Selection
=======

Meanwhile, Jose Manuel Barroso, the European Commission president, called for a public debate on Turkey's ambitions to join the EU - one of the priorities for the British presidency which starts on 1 July.

Brussels is still in shock after last week's bitter summit clash in which a small group of countries, led by Britain, blocked a deal over the EU budget for 2007-13.

Yesterday Mr Juncker received two ovations from MEPs as he gave a blow-by-blow account of how Britain refused to surrender part of its annual budget rebate. Mr Juncker suggested that his plans to reform the rebate were deliberately misrepresented by a British premier determined not to compromise.

The main proposal rejected by the UK would have exempted the costs of spending in the new EU countries - apart from agriculture - from the scope of the rebate. That would have made it worth €5.5bn (£3.7bn) annually - considerably more than now.

"It is not true to say that the [Luxembourg] presidency wanted to kill the British rebate," said Mr Juncker, "we wanted to maintain it in the context of the 15 [countries which made up the EU before it enlarged last year]. We wanted this rebate to show greater solidarity to the new member states. It was wrong to reject this."

Mr Juncker said pointedly that he was explaining to MEPs, "because no one else will and because you're likely to hear other explanations in the near future" - a direct reference to Mr Blair's speech today.

And the Luxembourg premier referred to an offer by former Communist countries to sacrifice some of their subsidies in the interests of a deal. These countries, he said "were giving us a lesson in ambition. I think this is a good reason for those not able to speak the same language to be ashamed of what they did."

=======

Provided data
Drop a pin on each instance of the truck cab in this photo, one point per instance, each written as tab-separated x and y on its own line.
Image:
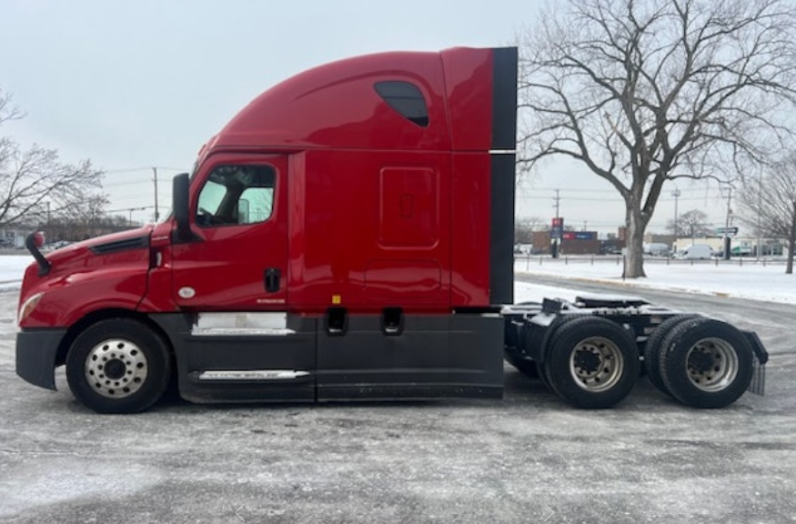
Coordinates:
347	235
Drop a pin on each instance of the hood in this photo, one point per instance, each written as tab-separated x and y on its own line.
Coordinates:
86	253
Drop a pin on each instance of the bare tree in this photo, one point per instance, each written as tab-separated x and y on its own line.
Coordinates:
692	224
646	91
769	204
34	183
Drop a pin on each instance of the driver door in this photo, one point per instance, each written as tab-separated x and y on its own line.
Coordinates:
237	260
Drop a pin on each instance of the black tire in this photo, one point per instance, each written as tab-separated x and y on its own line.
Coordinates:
652	350
592	362
118	366
706	363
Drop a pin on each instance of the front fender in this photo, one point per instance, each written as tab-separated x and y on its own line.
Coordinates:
66	300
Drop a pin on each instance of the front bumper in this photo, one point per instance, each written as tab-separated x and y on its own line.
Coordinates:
37	351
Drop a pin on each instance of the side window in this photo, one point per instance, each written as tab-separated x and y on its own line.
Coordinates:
235	195
405	98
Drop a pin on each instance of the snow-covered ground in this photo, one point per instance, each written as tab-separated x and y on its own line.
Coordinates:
742	280
750	280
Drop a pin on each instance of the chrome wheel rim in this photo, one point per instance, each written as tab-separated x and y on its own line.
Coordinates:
596	364
116	368
712	364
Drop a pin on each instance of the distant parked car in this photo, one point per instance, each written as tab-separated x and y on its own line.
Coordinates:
695	252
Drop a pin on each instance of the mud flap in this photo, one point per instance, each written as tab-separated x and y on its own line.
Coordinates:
758	383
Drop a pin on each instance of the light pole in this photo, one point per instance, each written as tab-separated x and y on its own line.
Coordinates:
759	211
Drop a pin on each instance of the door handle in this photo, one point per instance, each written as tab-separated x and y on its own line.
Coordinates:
272	279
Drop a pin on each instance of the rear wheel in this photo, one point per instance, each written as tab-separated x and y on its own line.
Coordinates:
118	366
592	362
652	350
706	363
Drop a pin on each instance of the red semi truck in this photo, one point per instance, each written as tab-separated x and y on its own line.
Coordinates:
348	236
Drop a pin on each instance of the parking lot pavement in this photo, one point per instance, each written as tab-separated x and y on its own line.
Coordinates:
526	458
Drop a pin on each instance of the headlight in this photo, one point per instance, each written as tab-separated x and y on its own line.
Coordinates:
28	307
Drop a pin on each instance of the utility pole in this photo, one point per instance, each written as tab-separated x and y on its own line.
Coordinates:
157	214
554	248
727	224
557	199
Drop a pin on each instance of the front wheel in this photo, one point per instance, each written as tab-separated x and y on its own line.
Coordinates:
118	366
592	362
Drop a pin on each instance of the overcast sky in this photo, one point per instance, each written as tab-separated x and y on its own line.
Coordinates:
145	83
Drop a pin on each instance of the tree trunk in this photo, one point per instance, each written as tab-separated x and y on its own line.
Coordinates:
634	240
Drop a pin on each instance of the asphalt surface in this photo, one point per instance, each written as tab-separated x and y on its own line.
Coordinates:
526	458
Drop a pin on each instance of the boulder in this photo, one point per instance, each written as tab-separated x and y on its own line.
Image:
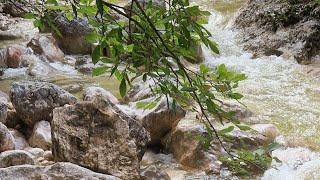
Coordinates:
140	91
47	46
153	173
276	27
72	32
14	158
19	140
6	139
3	107
184	142
93	92
93	135
62	170
34	101
13	57
160	119
19	8
41	135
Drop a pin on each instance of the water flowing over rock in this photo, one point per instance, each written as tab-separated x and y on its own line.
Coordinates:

=======

Exercise requirements
Carry on the article about the EU budget rebate dispute, picking up right after its last sentence. The lines play no part in this work.

Answer below
Speaking at the weekly cabinet meeting in Paris, M. Chirac argued that almost all governments, including France, had "done everything possible" to agree on an EU budget framework up to 2013. "Unfortunately this was not possible, because of British intransigence," he said.

M. Chirac once again rejected the UK argument that the Common Agricultural Policy must be radically reformed before the British EU rebate can be abolished or reduced. The CAP had been extensively reformed only three years ago, M. Chirac said.

After a meeting of the EU Commission, Mr Barroso questioned the policy of negotiating Turkey's EU entry. "We should discuss the signal that was sent by the electorate regarding Turkey," he said, though he added that plans to start talks on 3 October should continue.

The investigative newspaper Le Canard Enchainéreported that M. Chirac had come back from Brussels describing Mr Blair as "like Thatcher only worse - as arrogant as she was but even more selfish".

Diplomatic sources in Paris suggest, however, that M. Chirac was content with the summit. The row had distracted attention from the French "no" to the constitution and disrupted Mr Blair's hopes of introducing a British path to EU reform in the next six months.